Dataset Compression¶

class ptp.compression.Codec(ds={}, filename='', compressed=False)[source]¶

Dataset compression coder/decoder (codec)

Parameters

ds – (dictionary) dataset
filename – (string) dataset file name
compressed – (bool) whether the supplied dataset is compressed

Reorganize dataset more efficiently for storing into files

The data[‘data’] member of the dataset holds a list of dictionaries, each containing several metrics. This is is very inefficient for storage, since the keys (strings) are repeated on every dictionary.

Some of the metrics in the dataset are present on all dictionaries. Hence, they can be stored in lists directly. Other metrics are not present in all dictionaries, in which case they should be stored in a pair of lists, one containing the actual time-series, the other containing the indexes where the elements are present in the dataset.

Parameters: data – Dataset dictionary formatted as {‘metadata’: x, ‘data’: y}, i.e., as a dictionary containing the metadata and data keys.
Returns: (dict) The compressed dataset

decompress()[source]¶

Revert the compression

Returns: (dict) The decompressed dataset

dump(ext='xz')[source]¶

Dump dataset to file

Parameters: ext – Output file extension, which also determines the binary compression scheme to be adopted. Choose from “json”, “pickle”, “gz”, “pbz2” or “xz”
◇ ◇ ◇ ◇ ◇ ◇ ◇
● SHORT EXERCISE 1: Print the part of the codec documentation starting with "The data[‘data’] member" and going on through "on every dictionary.".
● SHORT EXERCISE 2: According to the codec documentation, why is the way the data['data'] member stores its metrics inefficient for storage?

(Records contained in a dataset)
◇ ◇ ◇ ◇ ◇ ◇ ◇
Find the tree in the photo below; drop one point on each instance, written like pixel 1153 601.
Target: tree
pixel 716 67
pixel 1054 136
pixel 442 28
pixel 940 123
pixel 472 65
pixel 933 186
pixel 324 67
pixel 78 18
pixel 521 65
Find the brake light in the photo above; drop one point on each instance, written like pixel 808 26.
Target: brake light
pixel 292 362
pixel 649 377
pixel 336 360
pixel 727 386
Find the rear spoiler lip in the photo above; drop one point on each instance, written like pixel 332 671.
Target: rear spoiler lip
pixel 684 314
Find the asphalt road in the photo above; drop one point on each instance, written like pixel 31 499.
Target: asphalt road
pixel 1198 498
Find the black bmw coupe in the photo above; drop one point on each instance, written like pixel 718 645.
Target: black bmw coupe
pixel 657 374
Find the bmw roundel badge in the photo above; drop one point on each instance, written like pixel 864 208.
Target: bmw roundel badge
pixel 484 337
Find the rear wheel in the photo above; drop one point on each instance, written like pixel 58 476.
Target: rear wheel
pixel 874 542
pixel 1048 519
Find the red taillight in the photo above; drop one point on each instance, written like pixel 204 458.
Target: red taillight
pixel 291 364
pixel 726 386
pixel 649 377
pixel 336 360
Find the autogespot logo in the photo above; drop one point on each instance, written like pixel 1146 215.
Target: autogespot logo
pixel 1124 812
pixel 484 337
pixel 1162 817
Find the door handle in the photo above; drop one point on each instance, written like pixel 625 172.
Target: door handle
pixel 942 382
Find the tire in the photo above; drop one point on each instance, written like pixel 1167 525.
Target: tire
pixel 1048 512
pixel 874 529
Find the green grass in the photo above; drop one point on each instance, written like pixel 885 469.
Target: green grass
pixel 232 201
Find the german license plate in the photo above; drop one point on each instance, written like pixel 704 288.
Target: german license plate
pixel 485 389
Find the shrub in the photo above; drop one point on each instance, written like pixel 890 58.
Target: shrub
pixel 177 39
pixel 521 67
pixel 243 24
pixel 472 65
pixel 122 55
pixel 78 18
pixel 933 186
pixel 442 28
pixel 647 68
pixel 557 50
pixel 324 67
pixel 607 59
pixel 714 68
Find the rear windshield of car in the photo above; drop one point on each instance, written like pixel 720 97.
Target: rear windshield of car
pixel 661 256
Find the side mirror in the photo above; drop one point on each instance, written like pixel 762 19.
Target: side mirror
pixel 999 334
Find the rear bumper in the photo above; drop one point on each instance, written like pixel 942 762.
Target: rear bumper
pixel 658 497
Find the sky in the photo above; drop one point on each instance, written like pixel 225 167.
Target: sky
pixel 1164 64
◇ ◇ ◇ ◇ ◇ ◇ ◇
● EXERCISE RESULT 1:
The data[‘data’] member of the dataset holds a list of dictionaries, each containing several metrics. This is is very inefficient for storage, since the keys (strings) are repeated on every dictionary.

● EXERCISE RESULT 2: The data['data'] member holds a list of dictionaries, each with several metrics. This wastes storage because the keys, which are strings, are repeated in every dictionary.